**EXCERPTED RECORDS:**
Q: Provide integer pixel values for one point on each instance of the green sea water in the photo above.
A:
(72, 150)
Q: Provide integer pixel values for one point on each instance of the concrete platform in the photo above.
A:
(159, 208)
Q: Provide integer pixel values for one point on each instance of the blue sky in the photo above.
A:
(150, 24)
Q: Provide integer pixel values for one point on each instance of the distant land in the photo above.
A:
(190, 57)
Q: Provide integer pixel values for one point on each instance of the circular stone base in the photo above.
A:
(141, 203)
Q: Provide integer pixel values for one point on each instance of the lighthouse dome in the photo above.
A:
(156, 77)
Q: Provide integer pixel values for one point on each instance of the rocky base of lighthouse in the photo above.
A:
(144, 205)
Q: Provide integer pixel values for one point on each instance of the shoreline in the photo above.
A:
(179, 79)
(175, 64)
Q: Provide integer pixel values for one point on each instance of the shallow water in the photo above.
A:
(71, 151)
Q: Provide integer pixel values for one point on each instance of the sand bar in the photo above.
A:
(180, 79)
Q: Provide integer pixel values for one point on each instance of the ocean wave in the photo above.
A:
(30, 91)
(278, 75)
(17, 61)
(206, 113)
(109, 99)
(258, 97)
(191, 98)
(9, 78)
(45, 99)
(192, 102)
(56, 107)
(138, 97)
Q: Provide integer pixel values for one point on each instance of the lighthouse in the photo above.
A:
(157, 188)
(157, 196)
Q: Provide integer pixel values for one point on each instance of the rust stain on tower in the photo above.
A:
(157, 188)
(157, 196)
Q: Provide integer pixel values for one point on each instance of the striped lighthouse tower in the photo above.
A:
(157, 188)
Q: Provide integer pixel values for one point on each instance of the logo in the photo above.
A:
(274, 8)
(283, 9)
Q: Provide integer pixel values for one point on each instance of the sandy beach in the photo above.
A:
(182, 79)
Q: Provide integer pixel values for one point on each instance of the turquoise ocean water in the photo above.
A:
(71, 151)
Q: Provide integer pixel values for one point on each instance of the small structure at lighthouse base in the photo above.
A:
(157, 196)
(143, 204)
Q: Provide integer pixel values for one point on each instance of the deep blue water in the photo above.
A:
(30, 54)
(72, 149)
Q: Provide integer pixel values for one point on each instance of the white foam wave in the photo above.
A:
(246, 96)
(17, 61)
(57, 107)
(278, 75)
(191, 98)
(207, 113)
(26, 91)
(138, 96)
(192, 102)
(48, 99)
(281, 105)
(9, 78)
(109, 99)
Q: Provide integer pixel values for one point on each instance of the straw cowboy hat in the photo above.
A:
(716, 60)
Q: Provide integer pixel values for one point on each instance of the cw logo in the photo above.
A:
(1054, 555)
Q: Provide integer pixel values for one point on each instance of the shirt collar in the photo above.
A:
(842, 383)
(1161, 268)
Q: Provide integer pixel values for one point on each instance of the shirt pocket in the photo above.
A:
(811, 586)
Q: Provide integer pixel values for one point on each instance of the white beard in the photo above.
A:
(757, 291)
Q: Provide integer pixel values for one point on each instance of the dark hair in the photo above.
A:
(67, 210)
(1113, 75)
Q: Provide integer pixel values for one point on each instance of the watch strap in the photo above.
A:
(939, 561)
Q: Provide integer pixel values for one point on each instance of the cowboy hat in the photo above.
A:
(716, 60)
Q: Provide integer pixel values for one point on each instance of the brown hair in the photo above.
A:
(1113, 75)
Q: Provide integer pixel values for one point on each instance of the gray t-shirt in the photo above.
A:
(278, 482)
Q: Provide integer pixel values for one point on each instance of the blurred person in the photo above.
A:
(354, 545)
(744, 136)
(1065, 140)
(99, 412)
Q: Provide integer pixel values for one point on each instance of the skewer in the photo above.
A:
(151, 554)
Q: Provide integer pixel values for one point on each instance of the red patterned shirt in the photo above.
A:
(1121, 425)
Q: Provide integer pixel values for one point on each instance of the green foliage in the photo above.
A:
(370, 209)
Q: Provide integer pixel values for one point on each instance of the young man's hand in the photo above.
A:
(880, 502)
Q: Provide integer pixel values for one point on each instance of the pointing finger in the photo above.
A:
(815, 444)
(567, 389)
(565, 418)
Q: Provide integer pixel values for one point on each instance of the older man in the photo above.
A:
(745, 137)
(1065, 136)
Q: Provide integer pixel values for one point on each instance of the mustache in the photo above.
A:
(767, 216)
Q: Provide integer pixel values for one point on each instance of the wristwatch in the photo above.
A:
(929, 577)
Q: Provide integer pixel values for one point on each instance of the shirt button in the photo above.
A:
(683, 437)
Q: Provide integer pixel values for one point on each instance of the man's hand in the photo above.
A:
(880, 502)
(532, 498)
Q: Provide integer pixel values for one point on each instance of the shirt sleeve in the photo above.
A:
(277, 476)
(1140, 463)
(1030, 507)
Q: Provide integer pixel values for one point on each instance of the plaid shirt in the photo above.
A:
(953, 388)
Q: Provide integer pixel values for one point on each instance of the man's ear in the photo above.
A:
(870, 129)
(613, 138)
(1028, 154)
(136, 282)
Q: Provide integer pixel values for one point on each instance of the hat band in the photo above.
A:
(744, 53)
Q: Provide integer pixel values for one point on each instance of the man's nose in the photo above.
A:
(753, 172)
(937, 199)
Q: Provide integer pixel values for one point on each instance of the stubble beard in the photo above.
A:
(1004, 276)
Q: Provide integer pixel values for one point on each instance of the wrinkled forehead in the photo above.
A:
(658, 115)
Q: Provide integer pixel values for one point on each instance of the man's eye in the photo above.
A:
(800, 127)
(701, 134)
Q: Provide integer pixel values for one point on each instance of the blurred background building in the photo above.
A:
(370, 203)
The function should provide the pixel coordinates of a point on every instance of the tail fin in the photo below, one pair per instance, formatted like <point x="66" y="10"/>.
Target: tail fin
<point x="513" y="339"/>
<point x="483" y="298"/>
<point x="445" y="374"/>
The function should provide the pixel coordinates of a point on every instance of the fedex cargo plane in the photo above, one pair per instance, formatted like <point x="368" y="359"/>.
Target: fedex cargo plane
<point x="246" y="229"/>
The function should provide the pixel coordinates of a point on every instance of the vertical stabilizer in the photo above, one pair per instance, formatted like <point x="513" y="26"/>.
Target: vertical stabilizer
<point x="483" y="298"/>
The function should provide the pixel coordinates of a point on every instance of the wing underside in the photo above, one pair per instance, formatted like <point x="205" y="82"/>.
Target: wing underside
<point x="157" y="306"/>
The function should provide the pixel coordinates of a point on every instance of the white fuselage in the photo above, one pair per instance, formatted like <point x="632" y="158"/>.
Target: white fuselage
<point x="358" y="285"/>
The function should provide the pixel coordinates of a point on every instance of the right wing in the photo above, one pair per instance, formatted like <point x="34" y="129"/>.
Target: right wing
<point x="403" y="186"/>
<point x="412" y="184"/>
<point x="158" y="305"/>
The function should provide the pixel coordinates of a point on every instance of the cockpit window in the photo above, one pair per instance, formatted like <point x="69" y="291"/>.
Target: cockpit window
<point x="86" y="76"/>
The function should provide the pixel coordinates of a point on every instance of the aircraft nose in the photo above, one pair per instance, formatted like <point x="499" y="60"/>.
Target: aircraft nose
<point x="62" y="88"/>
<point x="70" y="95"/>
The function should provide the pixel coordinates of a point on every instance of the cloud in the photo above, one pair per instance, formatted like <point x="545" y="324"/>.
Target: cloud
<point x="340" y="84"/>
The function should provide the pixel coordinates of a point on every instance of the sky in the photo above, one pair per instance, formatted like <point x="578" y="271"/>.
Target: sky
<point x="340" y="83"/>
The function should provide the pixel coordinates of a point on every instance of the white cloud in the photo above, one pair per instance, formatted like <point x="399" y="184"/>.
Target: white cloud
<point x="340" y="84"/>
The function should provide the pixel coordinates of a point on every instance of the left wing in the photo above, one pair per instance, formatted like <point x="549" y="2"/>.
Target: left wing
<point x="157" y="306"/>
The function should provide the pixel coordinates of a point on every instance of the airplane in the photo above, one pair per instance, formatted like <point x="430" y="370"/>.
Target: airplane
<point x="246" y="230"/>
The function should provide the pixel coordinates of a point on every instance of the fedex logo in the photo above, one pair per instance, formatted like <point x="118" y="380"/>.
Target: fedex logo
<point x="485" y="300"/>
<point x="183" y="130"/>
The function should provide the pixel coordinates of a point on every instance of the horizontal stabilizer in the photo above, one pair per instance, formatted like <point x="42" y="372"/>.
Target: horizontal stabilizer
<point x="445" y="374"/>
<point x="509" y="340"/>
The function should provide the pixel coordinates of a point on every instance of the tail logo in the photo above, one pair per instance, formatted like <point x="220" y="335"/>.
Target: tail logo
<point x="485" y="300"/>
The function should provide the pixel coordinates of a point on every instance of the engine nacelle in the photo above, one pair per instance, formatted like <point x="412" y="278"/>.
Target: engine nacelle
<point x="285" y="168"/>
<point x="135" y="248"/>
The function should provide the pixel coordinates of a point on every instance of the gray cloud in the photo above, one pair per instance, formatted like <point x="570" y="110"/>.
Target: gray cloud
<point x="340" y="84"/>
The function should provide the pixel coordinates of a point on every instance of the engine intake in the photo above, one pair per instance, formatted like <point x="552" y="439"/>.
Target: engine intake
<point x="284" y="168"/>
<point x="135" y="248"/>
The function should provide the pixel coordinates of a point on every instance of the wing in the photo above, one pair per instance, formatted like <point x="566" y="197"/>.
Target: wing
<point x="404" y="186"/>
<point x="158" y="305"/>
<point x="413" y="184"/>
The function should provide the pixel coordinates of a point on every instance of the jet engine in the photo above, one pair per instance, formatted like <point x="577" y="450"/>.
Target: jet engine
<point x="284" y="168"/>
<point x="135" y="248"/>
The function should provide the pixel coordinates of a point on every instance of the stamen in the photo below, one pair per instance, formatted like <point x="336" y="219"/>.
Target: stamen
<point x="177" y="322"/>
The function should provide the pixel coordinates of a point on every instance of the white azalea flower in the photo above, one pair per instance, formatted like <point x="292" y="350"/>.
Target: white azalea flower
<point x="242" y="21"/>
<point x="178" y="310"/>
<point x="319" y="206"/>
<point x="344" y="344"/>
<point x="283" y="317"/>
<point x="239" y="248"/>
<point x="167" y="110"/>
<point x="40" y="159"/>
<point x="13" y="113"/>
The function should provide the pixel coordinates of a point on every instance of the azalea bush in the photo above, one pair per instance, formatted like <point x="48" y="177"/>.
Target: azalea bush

**PROBLEM REQUIREMENTS:** Among the records, find each line where the word "blue" occurs, and copy it.

**RESULT FOR THIS EXERCISE:**
Q: Provide integer pixel values for one point on each instance of the blue sky in the photo above.
Q: Provide integer pixel values for one point on each instance of the deep blue water in the photo above.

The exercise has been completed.